TASK: Everything from the line containing "column 69, row 416" to the end of the records below should be repeated exactly, with no other lines added.

PROVIDED ENTRIES:
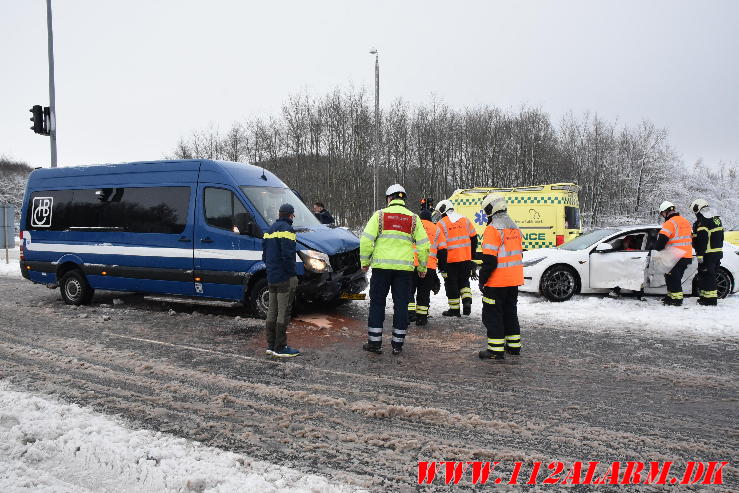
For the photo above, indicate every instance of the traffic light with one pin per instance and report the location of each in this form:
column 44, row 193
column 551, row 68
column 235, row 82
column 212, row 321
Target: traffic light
column 37, row 119
column 41, row 119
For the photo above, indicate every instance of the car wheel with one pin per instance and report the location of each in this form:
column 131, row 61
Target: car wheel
column 723, row 283
column 259, row 298
column 75, row 288
column 559, row 283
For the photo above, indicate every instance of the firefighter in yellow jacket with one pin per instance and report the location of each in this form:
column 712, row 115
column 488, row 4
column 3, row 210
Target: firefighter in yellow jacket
column 387, row 245
column 500, row 275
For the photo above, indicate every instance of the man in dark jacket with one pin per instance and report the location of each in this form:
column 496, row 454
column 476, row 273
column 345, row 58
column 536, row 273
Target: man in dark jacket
column 708, row 242
column 282, row 281
column 322, row 214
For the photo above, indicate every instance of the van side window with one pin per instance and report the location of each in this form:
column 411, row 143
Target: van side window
column 160, row 210
column 224, row 210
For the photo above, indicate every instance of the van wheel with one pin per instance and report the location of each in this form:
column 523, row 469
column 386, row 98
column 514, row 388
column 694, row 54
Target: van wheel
column 75, row 288
column 259, row 298
column 559, row 283
column 723, row 283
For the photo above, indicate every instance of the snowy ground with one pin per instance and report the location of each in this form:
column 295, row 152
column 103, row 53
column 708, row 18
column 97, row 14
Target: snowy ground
column 49, row 446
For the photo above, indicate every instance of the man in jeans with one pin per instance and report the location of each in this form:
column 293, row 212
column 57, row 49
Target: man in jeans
column 282, row 281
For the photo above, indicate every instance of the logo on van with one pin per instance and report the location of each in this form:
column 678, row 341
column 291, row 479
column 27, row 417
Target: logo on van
column 41, row 212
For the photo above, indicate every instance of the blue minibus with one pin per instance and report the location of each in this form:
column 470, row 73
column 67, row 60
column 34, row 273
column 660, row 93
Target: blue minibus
column 190, row 228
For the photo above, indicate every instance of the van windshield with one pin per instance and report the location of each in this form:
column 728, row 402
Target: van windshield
column 587, row 240
column 267, row 202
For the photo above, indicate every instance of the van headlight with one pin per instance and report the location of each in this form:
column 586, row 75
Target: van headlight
column 315, row 261
column 533, row 261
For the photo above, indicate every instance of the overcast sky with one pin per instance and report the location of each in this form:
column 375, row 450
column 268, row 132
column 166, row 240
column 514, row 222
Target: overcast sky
column 134, row 76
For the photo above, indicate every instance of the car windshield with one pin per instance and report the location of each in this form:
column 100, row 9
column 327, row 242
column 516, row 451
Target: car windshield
column 588, row 239
column 267, row 201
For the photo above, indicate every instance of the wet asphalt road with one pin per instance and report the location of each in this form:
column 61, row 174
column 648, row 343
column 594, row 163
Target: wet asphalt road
column 200, row 373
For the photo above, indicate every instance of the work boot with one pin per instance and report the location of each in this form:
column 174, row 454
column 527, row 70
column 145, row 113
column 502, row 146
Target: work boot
column 467, row 308
column 488, row 354
column 372, row 348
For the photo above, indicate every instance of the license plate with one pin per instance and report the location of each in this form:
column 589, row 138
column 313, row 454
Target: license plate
column 353, row 296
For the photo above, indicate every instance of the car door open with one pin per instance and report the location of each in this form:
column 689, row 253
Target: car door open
column 619, row 263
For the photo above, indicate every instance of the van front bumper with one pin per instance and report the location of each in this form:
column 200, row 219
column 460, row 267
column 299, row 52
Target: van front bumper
column 328, row 286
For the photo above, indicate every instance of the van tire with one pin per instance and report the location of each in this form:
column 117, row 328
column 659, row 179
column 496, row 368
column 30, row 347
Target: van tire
column 258, row 299
column 75, row 289
column 559, row 283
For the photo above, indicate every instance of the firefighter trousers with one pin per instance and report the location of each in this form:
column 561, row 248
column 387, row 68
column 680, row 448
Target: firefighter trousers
column 457, row 284
column 707, row 275
column 674, row 279
column 500, row 317
column 382, row 281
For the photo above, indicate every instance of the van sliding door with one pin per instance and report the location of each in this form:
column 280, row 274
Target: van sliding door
column 227, row 243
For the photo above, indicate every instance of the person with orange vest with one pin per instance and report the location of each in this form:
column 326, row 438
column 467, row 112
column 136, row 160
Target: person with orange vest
column 677, row 235
column 500, row 275
column 422, row 287
column 457, row 265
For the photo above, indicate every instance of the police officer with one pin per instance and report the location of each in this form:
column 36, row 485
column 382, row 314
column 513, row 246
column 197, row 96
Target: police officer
column 279, row 257
column 500, row 275
column 676, row 234
column 460, row 243
column 387, row 245
column 421, row 291
column 708, row 241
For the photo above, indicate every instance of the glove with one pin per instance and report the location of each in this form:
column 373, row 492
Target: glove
column 473, row 270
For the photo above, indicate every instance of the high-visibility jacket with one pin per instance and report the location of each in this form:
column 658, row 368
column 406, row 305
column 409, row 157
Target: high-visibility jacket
column 391, row 239
column 435, row 236
column 679, row 233
column 458, row 237
column 502, row 240
column 708, row 234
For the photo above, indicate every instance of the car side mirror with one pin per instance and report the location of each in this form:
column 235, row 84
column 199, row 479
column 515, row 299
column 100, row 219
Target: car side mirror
column 604, row 247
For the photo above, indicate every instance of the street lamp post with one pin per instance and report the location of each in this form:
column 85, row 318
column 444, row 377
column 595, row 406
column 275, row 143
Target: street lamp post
column 377, row 126
column 52, row 99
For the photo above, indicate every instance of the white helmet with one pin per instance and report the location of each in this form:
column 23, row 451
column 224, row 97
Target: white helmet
column 493, row 203
column 697, row 205
column 393, row 189
column 444, row 206
column 666, row 206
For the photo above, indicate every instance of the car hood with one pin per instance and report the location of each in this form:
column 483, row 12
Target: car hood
column 327, row 240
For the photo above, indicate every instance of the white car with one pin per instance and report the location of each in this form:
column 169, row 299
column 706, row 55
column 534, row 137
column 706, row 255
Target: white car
column 618, row 257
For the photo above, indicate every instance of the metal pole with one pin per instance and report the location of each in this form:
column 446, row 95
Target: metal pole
column 52, row 98
column 377, row 124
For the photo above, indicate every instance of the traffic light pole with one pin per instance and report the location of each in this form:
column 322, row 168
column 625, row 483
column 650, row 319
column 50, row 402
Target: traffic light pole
column 52, row 98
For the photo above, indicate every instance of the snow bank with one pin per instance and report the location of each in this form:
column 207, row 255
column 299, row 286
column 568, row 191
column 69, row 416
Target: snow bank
column 601, row 313
column 50, row 446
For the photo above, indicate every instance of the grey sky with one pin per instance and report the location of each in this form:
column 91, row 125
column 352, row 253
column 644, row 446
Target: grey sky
column 133, row 76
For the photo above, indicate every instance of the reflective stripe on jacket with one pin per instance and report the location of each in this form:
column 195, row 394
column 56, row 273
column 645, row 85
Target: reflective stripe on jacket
column 708, row 235
column 678, row 232
column 502, row 239
column 278, row 251
column 391, row 239
column 458, row 236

ANSWER TO THE PROBLEM:
column 69, row 416
Target: snow bank
column 601, row 313
column 50, row 446
For the photo above, indicate every instance of the grey sky with one pin per instance and report the location of each in this form:
column 91, row 125
column 352, row 253
column 644, row 446
Target: grey sky
column 133, row 76
For the photo above, indicate every instance of the reflective stripe on jacket with one pin per instance and report the location of each in this form:
column 195, row 394
column 56, row 273
column 645, row 85
Target: reflective stripe on jacket
column 708, row 235
column 678, row 232
column 502, row 239
column 278, row 251
column 391, row 239
column 458, row 236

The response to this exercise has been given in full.